§ **DIRECTIONS**:
Format the part of the records below that opens with the line containing "the wheel spoke" and closes with the line containing "x=227, y=248" as a Markdown table. Use two columns, Row for the row number and Line for the line itself, and leave out any blank lines.

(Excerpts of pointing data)
»»

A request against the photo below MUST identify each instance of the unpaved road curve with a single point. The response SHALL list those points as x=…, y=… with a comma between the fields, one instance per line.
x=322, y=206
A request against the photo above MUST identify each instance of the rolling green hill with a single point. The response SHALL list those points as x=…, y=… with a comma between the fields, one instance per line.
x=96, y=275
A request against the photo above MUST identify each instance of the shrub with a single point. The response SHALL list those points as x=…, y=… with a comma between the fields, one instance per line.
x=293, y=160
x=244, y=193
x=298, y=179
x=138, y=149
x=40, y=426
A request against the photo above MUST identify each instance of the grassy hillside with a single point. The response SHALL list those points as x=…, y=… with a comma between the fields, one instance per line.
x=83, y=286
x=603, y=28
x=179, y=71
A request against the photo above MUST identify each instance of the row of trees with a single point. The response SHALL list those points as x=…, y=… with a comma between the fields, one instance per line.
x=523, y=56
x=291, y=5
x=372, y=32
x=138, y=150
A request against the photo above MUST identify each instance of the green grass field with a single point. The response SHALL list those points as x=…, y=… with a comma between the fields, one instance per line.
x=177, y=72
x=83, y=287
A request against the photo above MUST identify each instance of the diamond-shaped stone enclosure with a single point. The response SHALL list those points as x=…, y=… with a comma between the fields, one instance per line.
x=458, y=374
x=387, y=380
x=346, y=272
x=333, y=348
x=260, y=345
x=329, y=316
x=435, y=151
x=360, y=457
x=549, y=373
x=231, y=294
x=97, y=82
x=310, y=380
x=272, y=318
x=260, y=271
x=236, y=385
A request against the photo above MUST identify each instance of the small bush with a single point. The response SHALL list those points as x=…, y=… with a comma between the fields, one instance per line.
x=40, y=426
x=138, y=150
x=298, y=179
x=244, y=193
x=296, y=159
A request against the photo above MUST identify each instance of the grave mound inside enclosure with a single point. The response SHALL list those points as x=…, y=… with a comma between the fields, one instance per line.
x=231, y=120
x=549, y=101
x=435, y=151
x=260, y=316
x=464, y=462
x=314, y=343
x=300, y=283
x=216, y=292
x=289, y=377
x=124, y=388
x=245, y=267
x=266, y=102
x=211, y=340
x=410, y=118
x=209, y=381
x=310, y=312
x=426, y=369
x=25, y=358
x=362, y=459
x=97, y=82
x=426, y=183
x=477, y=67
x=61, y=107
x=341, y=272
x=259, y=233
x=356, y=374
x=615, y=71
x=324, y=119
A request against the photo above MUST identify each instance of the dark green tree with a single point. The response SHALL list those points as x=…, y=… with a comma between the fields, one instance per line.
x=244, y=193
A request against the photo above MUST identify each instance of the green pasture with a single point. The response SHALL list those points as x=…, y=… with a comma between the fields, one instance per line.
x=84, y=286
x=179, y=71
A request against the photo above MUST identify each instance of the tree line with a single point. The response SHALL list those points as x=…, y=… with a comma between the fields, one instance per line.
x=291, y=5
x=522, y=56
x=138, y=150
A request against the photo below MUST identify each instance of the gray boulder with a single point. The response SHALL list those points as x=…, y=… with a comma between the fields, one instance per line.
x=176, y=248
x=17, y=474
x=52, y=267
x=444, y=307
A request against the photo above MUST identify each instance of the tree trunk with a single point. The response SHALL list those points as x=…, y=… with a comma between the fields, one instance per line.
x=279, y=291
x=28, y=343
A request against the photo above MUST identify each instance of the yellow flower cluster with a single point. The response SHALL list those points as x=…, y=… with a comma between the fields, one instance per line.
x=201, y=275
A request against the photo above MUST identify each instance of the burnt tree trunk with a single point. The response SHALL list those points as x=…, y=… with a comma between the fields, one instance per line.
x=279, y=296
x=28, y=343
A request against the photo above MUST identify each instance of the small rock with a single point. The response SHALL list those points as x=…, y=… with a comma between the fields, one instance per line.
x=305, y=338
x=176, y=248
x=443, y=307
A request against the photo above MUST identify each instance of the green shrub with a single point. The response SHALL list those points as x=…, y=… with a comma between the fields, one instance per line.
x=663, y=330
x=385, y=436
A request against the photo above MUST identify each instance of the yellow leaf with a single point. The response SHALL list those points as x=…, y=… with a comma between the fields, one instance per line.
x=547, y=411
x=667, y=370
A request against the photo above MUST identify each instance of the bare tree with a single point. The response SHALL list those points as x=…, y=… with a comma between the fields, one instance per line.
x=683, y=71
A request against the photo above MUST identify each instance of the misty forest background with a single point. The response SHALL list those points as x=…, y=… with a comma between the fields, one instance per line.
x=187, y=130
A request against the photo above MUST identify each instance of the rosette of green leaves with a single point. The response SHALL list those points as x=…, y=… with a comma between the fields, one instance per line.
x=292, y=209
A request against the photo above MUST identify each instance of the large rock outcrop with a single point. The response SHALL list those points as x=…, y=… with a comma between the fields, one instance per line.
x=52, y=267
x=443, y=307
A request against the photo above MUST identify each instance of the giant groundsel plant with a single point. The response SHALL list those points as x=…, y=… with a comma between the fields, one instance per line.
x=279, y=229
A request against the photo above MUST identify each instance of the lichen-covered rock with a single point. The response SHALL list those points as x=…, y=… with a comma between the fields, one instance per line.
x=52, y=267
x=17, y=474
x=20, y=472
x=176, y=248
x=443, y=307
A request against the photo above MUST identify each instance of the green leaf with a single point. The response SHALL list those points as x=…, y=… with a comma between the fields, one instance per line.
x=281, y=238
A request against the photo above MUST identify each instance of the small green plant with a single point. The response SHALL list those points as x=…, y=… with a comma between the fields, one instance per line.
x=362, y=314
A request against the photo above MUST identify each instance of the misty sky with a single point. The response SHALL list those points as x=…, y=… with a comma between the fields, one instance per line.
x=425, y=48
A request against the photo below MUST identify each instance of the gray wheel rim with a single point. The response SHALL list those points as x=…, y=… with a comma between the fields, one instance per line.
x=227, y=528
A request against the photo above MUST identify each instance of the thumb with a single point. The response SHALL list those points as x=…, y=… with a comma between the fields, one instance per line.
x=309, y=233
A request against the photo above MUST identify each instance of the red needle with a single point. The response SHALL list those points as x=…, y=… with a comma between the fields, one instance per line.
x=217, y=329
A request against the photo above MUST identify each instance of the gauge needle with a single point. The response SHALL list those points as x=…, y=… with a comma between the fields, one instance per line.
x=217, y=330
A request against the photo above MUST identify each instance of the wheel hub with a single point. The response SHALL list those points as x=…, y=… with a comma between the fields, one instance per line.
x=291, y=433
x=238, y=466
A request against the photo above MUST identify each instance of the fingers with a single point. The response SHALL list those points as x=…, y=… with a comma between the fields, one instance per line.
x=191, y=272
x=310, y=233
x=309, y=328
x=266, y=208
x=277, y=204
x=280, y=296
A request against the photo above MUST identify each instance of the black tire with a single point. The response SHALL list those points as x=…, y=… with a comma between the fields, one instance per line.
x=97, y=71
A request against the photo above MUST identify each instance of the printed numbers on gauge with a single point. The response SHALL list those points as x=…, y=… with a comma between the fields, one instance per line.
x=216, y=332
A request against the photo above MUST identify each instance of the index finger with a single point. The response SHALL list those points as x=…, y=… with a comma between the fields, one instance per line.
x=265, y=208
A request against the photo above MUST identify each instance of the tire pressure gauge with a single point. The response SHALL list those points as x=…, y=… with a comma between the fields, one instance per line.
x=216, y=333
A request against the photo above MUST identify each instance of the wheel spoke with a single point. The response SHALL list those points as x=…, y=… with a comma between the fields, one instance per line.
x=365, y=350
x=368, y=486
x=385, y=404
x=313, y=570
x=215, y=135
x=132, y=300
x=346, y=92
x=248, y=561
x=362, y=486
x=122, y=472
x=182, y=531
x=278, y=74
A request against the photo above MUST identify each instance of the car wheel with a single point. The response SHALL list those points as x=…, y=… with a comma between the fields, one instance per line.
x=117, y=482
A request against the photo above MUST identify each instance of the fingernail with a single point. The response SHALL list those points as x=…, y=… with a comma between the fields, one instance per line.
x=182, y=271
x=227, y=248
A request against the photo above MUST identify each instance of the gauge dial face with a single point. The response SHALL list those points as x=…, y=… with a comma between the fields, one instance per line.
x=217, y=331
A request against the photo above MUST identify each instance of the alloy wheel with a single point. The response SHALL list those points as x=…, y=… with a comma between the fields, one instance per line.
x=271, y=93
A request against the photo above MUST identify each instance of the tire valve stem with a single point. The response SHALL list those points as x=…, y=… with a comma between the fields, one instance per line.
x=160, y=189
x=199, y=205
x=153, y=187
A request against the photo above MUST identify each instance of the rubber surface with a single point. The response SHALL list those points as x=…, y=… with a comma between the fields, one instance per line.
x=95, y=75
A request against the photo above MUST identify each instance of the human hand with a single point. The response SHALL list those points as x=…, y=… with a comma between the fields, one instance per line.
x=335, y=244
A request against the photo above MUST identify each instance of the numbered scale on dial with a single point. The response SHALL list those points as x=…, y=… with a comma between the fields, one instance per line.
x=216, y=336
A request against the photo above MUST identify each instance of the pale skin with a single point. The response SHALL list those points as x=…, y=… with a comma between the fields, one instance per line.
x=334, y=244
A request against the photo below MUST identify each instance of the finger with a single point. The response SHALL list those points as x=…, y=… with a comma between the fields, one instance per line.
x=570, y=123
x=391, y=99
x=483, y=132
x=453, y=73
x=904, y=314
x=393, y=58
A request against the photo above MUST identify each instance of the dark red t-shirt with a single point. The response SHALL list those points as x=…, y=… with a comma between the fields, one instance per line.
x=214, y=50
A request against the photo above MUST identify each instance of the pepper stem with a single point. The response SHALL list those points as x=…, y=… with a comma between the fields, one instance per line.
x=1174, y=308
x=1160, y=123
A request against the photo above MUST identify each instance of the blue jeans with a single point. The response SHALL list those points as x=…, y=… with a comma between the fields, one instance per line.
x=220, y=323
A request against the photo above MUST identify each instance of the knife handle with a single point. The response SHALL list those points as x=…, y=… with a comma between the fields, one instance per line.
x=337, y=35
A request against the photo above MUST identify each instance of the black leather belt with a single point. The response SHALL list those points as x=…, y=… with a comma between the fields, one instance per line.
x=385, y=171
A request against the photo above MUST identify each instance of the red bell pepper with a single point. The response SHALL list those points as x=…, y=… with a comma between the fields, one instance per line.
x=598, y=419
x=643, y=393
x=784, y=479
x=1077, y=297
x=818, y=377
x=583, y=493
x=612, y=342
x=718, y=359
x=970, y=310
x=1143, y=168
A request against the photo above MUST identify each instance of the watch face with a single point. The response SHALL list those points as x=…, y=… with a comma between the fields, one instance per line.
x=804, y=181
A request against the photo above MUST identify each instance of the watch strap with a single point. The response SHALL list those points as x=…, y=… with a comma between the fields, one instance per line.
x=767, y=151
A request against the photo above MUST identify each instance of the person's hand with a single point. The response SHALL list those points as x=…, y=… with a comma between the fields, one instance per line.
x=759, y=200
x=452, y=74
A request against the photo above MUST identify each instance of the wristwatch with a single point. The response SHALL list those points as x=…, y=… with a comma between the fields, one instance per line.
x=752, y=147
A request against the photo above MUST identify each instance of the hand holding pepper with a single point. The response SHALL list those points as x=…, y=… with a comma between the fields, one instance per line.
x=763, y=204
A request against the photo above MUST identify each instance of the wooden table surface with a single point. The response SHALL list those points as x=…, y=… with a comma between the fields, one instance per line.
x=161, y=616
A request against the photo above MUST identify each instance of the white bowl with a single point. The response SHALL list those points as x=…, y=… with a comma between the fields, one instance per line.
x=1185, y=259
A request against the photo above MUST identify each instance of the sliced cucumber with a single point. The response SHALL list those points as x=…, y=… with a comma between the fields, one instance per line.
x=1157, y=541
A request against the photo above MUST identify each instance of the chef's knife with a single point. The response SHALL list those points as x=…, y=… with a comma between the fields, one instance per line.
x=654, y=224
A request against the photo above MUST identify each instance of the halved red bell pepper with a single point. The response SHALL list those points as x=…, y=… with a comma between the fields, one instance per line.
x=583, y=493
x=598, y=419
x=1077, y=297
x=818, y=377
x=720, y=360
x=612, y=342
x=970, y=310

««

§ **EXERCISE RESULT**:
| Row | Line |
|---|---|
| 1 | A request against the photo above MUST identify each instance of the wheel spoke with a single point. The response SHALL list those points as x=…, y=… with a comma between the fields, one instance per line. |
| 2 | x=365, y=350 |
| 3 | x=368, y=486 |
| 4 | x=385, y=404 |
| 5 | x=313, y=570 |
| 6 | x=215, y=135 |
| 7 | x=132, y=300 |
| 8 | x=346, y=92 |
| 9 | x=248, y=561 |
| 10 | x=362, y=486 |
| 11 | x=122, y=472 |
| 12 | x=182, y=531 |
| 13 | x=278, y=74 |
| 14 | A request against the photo above MUST identify each instance of the car wheel with a single point. The response SHALL list those points as x=…, y=… with a comma between the fields, one instance per line. |
| 15 | x=117, y=482 |
| 16 | A request against the photo above MUST identify each instance of the fingernail with a single point. The response SHALL list those points as x=…, y=… with a comma between the fields, one instance per line. |
| 17 | x=182, y=271 |
| 18 | x=227, y=248 |